I believe it is commonly supposed that no Irish man or woman ever opens his mouth without letting fall some pearl of price in the shape of a 'bull' or other unconscious witticism. This is perhaps a slight exaggeration, but one does now and again come across a genuine specimen. I once had the good fortune to overhear one myself. Two working-men were walking close behind me in Stephen's Green, and one said to the other, I niver seen sich times! What wid the cowld, an' what wid wan thing an' another, there's people dyin' now that niver died befower.' Bulls are certainly in the very air one breathes in Ireland, and that among all classes. A friend once explained to me how that my mother was the only one of my aunts who was ever married.' She could see nothing amiss with the sentence, and was decidedly annoyed at the smiles which greeted it. (But, after all, as a 'bull' was it any worse than Milton's fairest of her daughters Eve,' or the remark of Thucydides that the Peloponnesian War was the greatest of those that had gone before?) My husband was one day trying to find a place in the electric tramway from Portrush to the golf-course, but was told by the conductor, Sure, there's no seats here barrin' ye'd stand.' A friend sends me the following small 'bull,' which he considers only worthy to be called a 'calf': A day of downpour comes back to me when the lane I had thought of taking as a short cut had become the bed of a mountain torrent. "Can I get across to Annamoy, my good woman?" I asked of a cottager. "Ye can, sorr, an' ye'd have it fine an' dhry too, sorr, barrin' that it's rainin'.'

Native courtesy extracted another 'calf' from an Irishman whom Mr. Balfour once accosted on a country road. He had, I believe, noticed the Irish peculiarity of always assenting to everything that is said, and he set himself to get a contradiction out of the man by observing to him, 'It's a fine day, Pat' (when it was raining cats and dogs). Well, it is, yer honour, but it 'ud be finer if it wasn't rainin',' was Pat's reply.

Data for processing >>
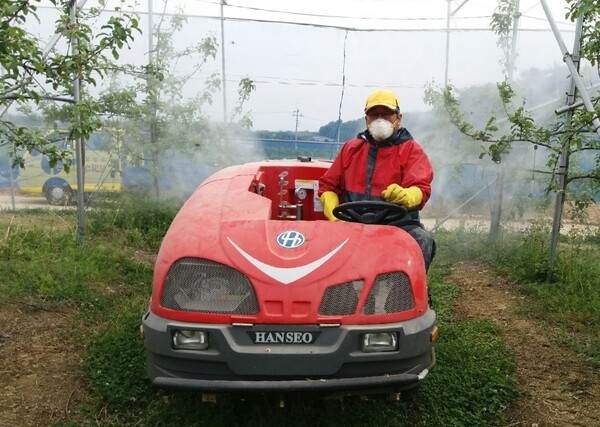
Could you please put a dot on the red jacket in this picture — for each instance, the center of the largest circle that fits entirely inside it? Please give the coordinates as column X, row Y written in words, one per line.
column 363, row 168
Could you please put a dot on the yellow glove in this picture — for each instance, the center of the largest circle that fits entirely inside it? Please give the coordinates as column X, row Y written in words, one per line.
column 410, row 197
column 329, row 200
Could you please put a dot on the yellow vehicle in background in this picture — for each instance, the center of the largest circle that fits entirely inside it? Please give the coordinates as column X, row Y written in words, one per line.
column 102, row 170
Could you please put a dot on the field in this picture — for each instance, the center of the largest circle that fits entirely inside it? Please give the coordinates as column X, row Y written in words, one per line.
column 70, row 353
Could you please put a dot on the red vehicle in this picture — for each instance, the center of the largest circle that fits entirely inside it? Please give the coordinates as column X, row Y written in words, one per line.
column 255, row 291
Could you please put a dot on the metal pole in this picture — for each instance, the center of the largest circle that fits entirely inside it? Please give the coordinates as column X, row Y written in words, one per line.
column 49, row 46
column 449, row 14
column 447, row 42
column 223, row 3
column 564, row 155
column 79, row 153
column 573, row 69
column 513, row 47
column 496, row 211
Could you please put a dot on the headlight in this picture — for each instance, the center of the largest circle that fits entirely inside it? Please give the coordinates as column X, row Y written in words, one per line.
column 380, row 341
column 190, row 340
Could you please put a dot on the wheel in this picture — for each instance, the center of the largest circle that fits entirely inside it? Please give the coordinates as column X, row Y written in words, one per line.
column 58, row 194
column 370, row 212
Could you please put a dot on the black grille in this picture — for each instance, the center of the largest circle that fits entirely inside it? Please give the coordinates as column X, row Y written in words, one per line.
column 200, row 285
column 341, row 300
column 390, row 293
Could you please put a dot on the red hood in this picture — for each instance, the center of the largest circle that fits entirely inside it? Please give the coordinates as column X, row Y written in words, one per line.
column 288, row 262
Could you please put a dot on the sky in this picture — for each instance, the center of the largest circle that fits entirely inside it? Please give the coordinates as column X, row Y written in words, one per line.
column 314, row 61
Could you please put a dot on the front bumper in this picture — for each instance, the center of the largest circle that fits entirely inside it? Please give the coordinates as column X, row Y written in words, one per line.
column 335, row 362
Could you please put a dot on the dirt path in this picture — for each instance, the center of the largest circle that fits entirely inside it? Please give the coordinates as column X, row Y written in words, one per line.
column 40, row 379
column 559, row 389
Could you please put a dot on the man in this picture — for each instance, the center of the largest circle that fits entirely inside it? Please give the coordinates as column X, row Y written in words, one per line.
column 382, row 163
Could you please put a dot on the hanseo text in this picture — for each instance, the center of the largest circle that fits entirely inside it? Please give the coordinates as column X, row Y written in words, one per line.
column 283, row 337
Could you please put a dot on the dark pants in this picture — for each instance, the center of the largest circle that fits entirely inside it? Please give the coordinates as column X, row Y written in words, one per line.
column 425, row 241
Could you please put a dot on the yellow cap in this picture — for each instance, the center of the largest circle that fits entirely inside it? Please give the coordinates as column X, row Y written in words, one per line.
column 383, row 97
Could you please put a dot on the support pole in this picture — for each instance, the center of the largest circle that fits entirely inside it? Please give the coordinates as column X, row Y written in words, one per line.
column 573, row 69
column 79, row 152
column 563, row 167
column 223, row 3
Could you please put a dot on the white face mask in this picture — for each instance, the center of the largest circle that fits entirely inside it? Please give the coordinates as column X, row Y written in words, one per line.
column 381, row 129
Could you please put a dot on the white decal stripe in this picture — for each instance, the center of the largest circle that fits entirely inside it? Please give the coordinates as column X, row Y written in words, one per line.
column 287, row 275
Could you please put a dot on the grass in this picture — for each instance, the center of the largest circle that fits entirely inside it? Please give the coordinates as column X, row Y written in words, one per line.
column 108, row 283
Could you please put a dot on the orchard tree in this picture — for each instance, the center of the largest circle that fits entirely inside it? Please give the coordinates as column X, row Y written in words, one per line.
column 170, row 113
column 32, row 73
column 517, row 124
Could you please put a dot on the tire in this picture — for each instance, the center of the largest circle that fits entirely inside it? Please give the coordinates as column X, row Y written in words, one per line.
column 59, row 194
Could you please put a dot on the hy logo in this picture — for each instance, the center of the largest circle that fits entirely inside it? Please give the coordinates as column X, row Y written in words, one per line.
column 290, row 239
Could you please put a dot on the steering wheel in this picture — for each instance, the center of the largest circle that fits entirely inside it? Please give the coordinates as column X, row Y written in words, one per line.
column 370, row 212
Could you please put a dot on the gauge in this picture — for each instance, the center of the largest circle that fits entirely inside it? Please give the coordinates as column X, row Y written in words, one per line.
column 301, row 193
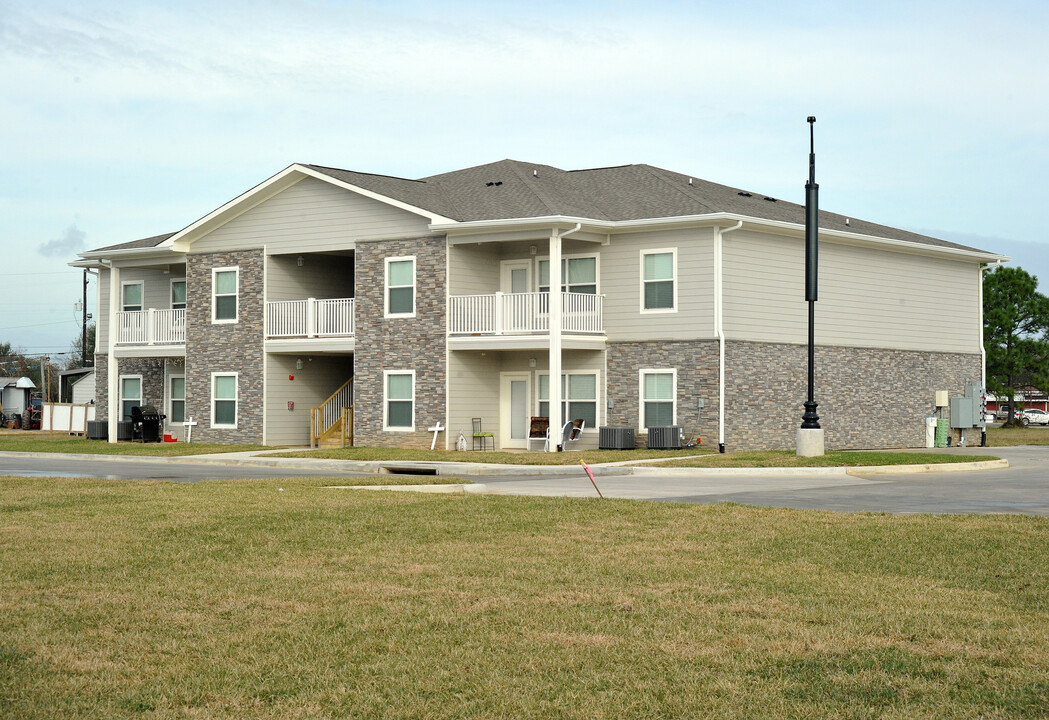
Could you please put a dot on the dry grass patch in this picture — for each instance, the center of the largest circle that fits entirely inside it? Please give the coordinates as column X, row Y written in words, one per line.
column 232, row 599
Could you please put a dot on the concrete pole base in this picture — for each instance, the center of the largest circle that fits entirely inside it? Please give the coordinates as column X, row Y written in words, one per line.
column 810, row 442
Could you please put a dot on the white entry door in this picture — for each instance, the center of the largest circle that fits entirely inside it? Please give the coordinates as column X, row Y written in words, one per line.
column 515, row 395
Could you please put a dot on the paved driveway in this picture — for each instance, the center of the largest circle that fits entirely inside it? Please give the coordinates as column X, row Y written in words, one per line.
column 1023, row 487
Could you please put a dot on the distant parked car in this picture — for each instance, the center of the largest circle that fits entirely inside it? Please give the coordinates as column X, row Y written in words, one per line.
column 1034, row 417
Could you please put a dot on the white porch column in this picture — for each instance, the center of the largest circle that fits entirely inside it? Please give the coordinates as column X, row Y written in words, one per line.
column 555, row 340
column 111, row 368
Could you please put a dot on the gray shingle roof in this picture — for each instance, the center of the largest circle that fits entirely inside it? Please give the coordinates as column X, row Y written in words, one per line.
column 511, row 189
column 144, row 242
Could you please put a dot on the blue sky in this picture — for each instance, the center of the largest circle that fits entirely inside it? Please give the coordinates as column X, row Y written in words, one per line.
column 127, row 120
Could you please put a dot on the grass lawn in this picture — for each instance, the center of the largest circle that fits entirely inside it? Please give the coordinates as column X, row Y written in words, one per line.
column 61, row 442
column 236, row 599
column 1004, row 437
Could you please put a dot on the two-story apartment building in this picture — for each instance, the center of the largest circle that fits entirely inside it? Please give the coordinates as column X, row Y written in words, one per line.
column 655, row 297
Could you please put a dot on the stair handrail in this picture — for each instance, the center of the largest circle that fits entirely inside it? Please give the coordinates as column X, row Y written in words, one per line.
column 329, row 411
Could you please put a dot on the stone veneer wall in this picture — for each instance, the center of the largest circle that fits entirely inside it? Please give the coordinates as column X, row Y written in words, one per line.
column 697, row 365
column 225, row 347
column 869, row 398
column 416, row 343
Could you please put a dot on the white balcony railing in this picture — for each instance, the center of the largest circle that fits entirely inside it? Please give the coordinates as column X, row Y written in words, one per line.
column 151, row 326
column 522, row 313
column 309, row 318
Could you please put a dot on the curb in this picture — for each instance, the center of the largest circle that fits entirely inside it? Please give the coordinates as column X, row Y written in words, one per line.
column 475, row 489
column 487, row 469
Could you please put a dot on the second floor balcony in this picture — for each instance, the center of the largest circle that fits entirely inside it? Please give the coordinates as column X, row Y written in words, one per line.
column 523, row 314
column 153, row 326
column 309, row 318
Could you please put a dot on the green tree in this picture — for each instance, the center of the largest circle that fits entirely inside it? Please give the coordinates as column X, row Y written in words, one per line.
column 1015, row 326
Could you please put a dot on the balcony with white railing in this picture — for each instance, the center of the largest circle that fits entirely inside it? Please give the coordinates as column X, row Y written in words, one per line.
column 309, row 318
column 153, row 326
column 523, row 314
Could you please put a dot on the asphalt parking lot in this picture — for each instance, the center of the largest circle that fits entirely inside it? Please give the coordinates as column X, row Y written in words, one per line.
column 1021, row 488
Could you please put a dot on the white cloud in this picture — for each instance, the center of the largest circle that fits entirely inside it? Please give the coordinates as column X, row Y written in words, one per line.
column 70, row 242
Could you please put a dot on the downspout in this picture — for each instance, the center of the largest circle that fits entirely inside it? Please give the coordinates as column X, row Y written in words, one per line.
column 983, row 350
column 720, row 330
column 555, row 335
column 112, row 373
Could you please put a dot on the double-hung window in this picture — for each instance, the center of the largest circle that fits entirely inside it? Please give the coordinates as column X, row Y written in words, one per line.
column 399, row 405
column 131, row 297
column 578, row 275
column 223, row 399
column 659, row 286
column 578, row 397
column 176, row 399
column 178, row 295
column 400, row 287
column 225, row 288
column 130, row 395
column 659, row 393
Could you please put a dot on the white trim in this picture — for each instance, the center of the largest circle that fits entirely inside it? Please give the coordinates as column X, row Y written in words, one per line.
column 142, row 295
column 121, row 398
column 673, row 278
column 564, row 275
column 266, row 189
column 386, row 426
column 672, row 372
column 236, row 400
column 387, row 287
column 598, row 414
column 506, row 408
column 710, row 219
column 171, row 293
column 236, row 295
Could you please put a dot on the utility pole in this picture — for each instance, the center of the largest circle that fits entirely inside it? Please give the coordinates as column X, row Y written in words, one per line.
column 810, row 436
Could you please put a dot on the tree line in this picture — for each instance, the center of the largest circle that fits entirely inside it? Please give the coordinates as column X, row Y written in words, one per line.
column 1015, row 334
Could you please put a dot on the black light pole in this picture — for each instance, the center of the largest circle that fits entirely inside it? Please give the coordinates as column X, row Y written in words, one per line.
column 810, row 419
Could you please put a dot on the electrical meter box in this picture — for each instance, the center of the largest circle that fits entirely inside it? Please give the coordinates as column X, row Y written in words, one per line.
column 967, row 411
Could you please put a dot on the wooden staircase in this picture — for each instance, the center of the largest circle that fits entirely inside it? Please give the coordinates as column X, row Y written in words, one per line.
column 332, row 424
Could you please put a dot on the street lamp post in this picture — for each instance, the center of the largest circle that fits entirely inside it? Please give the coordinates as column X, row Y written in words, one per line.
column 810, row 436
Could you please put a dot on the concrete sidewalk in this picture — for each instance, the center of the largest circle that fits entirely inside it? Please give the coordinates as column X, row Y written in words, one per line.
column 456, row 469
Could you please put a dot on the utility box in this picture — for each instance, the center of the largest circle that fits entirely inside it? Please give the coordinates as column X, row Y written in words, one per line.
column 967, row 411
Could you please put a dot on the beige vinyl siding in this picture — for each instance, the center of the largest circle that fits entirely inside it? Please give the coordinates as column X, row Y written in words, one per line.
column 155, row 293
column 868, row 297
column 318, row 379
column 311, row 216
column 320, row 276
column 474, row 381
column 621, row 286
column 474, row 270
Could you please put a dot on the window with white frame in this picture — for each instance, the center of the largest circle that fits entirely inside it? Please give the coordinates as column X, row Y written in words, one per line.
column 399, row 405
column 578, row 275
column 659, row 275
column 223, row 399
column 225, row 287
column 178, row 295
column 578, row 397
column 176, row 399
column 131, row 297
column 400, row 287
column 659, row 398
column 130, row 395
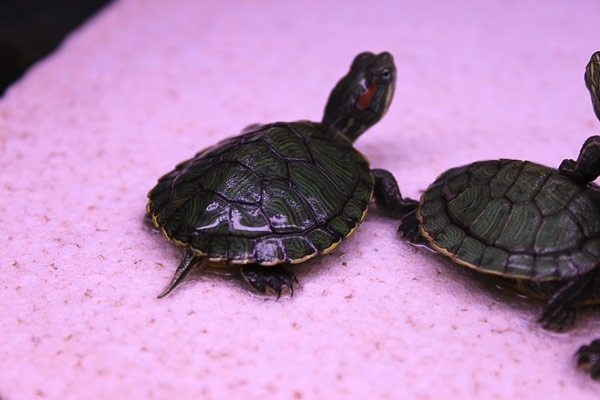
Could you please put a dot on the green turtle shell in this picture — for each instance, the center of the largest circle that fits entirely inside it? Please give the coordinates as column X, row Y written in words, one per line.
column 283, row 192
column 513, row 218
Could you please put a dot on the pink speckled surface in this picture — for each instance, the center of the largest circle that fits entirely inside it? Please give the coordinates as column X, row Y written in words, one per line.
column 146, row 84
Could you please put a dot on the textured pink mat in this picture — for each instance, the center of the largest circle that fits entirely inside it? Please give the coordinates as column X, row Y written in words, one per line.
column 146, row 84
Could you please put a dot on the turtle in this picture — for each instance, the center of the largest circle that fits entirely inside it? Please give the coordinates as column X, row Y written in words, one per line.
column 280, row 193
column 536, row 228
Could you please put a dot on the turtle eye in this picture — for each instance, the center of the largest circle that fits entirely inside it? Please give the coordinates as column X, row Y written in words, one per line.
column 385, row 74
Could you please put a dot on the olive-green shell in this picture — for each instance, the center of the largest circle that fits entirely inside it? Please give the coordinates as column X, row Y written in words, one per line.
column 513, row 218
column 284, row 192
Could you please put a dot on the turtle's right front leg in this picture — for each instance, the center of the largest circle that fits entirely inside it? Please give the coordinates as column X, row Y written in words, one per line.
column 588, row 359
column 587, row 167
column 388, row 197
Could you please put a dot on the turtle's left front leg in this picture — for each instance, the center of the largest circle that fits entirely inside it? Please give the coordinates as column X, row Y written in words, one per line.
column 388, row 197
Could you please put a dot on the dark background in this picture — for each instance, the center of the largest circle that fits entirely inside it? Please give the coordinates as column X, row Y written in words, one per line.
column 32, row 29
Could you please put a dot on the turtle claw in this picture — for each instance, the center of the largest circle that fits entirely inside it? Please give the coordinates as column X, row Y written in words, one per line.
column 588, row 359
column 266, row 280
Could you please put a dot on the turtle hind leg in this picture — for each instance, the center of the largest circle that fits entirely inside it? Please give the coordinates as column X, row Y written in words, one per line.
column 388, row 197
column 561, row 310
column 265, row 279
column 587, row 167
column 188, row 260
column 588, row 359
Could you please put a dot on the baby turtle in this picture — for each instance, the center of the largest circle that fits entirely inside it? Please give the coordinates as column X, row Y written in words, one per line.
column 534, row 226
column 280, row 193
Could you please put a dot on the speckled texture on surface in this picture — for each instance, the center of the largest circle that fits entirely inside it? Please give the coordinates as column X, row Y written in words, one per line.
column 146, row 84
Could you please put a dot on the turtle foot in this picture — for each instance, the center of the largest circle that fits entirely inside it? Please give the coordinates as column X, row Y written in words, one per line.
column 588, row 359
column 265, row 280
column 409, row 228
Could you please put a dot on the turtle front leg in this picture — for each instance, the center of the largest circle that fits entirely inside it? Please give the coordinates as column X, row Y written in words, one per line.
column 588, row 359
column 587, row 167
column 388, row 197
column 188, row 260
column 265, row 279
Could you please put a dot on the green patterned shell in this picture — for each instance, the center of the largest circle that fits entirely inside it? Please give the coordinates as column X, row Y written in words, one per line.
column 283, row 192
column 513, row 218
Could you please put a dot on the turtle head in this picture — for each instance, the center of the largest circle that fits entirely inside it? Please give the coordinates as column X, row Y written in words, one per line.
column 592, row 81
column 363, row 96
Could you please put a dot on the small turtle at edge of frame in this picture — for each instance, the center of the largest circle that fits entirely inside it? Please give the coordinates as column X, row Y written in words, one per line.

Objectives >>
- A) According to the passage on Irish "bulls," where did the electric tramway run?
- B) Reproduce word for word the part of the rows that opens with the line containing "Could you please put a dot on the front" and closes with the line containing "column 383, row 97", including both of those lines.
The passage about Irish "bulls" and the rows were taken from unrelated sources.

Answers provided >>
- A) From Portrush to the golf-course.

- B)
Could you please put a dot on the front bumper in this picture — for each instance, the center of the largest circle that fits entirely inside it? Please give the coordinates as column X, row Y written in words, one per line.
column 335, row 362
Could you please put a dot on the dirt path in this picture — for each instance, the center of the largest circle that fits entirely inside it? Please give the coordinates as column X, row Y written in words, one per line.
column 40, row 379
column 559, row 389
Could you please put a dot on the man in this picture — for each instance, the center of the largest circle that fits entirely inside it? Please give the coordinates as column X, row Y written in words, one per line.
column 382, row 163
Could you please put a dot on the hanseo text in this picture — for each instance, the center of the largest circle that fits entirely inside it? Please give the coordinates as column X, row Y written in words, one per line.
column 283, row 337
Could you please put a dot on the dark pants in this picture — for each instance, the center of the largest circle that fits entirely inside it? Please give the coordinates as column X, row Y written in words, one per line.
column 425, row 241
Could you please put a dot on the yellow cap in this picture — for each instance, the center of the largest circle that fits entirely inside it? Please give the coordinates as column X, row Y written in words, one per line.
column 383, row 97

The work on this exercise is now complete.